Instructions>
• A. Answer these questions from the popularity bias repository page:
(i) Which conference accepted the paper?
(ii) Which open-source recommendation library is the project built on?
(iii) For which dataset does the repository include a pre-calculated e_pop vector?
• B. Name every package the popularity bias repository page says to install with pip, along with its version.
• C. Transcribe the popularity bias repository page from "2. Install the" to "the primary example.".
[Text block Boundary: Start]
Rethinking Popularity Bias in Collaborative Filtering via Analytical Vector Decomposition

This repository contains the official source code and experimental data for the paper "Rethinking Popularity Bias in Collaborative Filtering via Analytical Vector Decomposition", which has been accepted by SIGKDD 2026(First Cycle).

Authors: Lingfeng Liu¹, Yixin Song¹, Dazhong Shen², Bing Yin³, Hao Li³, Yanyong Zhang¹, Chao Wang¹*

¹School of Artificial Intelligence and Data Science, University of Science and Technology of China (USTC)

²College of Computer Science and Technology, Nanjing University of Aeronautics and Astronautics (NUAA)

³iFLYTEK Research

*(Corresponding Author)

---

Our work proposes <u>D</u>irectional <u>D</u>ecomposition and <u>C</u>orrection (DDC), a novel fine-tuning framework to mitigate popularity bias.

Framework Overview

Repository Structure

Here is a breakdown of the key files and directories in this project:

ddc/
├── assets/
│   ├── framework.pdf               # Main framework illustration from the paper.
│   └── framework.png               # PNG version of the framework illustration.
├── e_pop_saved/                    # This directory will store the generated e_pop vectors.
│   └── tmall/                      # Pre-calculated e_pop for Tmall.
├── original_result_in_paper/
│   ├── MF/                         # Original training logs for the baseline MF model.
│   └── MF-DDC/                      # Original training logs for our MFDDC model.
├── get_e_pop.ipynb                 # Jupyter notebook to extract the e_pop vector.
├── mf.py                           # Script to train the baseline MF model.
├── mfddc.py                        # Script to finetune the MF model with our DDC method.
├── lightgcn.py                     # Script to train the baseline LightGCN model.
└── lightgcnddc.py                  # Script to finetune the LightGCN model with our DDC method.

• assets/: Contains visual assets used in the paper.
• e_pop_saved/: This directory is intended to store the generated popularity direction vectors (e_pop) generated by get_e_pop.ipynb. To facilitate reproduction, we have included a pre-calculated e_pop vector for the Tmall dataset.
• original_result_in_paper/: Contains the raw training logs for both the baseline and our proposed DDC models across all three datasets, serving as proof of our reported results.
• get_e_pop.ipynb: A notebook to compute and extract the e_pop vector from a trained model's item embeddings.
• mf.py / lightgcn.py: The scripts for training the baseline models (MF and LightGCN).
• mfddc.py / lightgcnddc.py: The main scripts for fine-tuning pre-trained models with our proposed DDC method.

Installation

You can set up the required environment using Conda.

This project is implemented based on the open-source recommendation library RecBole.

1. Create and activate a new Conda environment:

   conda create --name ddc python==3.9
   conda activate ddc
   

2. Install the necessary packages:

   pip install recbole==1.2.1
   pip install torch==2.1.0
   pip install numpy==1.26.0
   pip install pandas==2.2.2
   

How to Reproduce Results

To reproduce the results from our paper, please follow these three sequential steps. We use the Tmall dataset as the primary example.
[Text block Boundary: End]
[Data records Boundary: Start]
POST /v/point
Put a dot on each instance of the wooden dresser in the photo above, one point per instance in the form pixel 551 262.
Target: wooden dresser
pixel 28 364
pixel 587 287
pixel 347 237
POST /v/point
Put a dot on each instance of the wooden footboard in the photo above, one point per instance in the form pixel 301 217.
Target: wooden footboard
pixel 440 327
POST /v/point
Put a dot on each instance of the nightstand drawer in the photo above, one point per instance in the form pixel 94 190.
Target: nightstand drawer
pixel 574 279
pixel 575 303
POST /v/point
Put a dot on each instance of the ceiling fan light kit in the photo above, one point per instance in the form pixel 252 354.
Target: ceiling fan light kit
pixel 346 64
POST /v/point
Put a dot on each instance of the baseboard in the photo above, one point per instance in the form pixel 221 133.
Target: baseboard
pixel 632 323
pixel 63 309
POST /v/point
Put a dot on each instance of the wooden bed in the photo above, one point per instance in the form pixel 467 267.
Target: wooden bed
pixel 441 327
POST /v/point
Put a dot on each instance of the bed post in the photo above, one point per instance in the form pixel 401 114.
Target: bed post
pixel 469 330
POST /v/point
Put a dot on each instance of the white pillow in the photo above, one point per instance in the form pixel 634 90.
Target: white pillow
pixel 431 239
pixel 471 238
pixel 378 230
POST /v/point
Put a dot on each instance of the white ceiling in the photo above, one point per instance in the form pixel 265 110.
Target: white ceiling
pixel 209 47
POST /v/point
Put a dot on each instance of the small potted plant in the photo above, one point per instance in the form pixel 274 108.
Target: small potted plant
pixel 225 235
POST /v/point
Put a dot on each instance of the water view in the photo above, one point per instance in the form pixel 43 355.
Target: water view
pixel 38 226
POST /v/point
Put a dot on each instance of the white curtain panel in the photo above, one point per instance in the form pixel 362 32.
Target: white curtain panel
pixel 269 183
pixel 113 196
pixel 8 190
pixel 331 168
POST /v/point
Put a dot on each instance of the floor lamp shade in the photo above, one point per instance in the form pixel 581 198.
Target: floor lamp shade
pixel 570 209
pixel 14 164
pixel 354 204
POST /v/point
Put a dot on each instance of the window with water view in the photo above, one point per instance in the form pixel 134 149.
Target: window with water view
[Data records Boundary: End]
Responses by item number>
• A.
(i) SIGKDD 2026 (First Cycle)
(ii) RecBole
(iii) Tmall

• B. recbole 1.2.1, torch 2.1.0, numpy 1.26.0, pandas 2.2.2

• C.
2. Install the necessary packages:

   pip install recbole==1.2.1
   pip install torch==2.1.0
   pip install numpy==1.26.0
   pip install pandas==2.2.2
   

How to Reproduce Results

To reproduce the results from our paper, please follow these three sequential steps. We use the Tmall dataset as the primary example.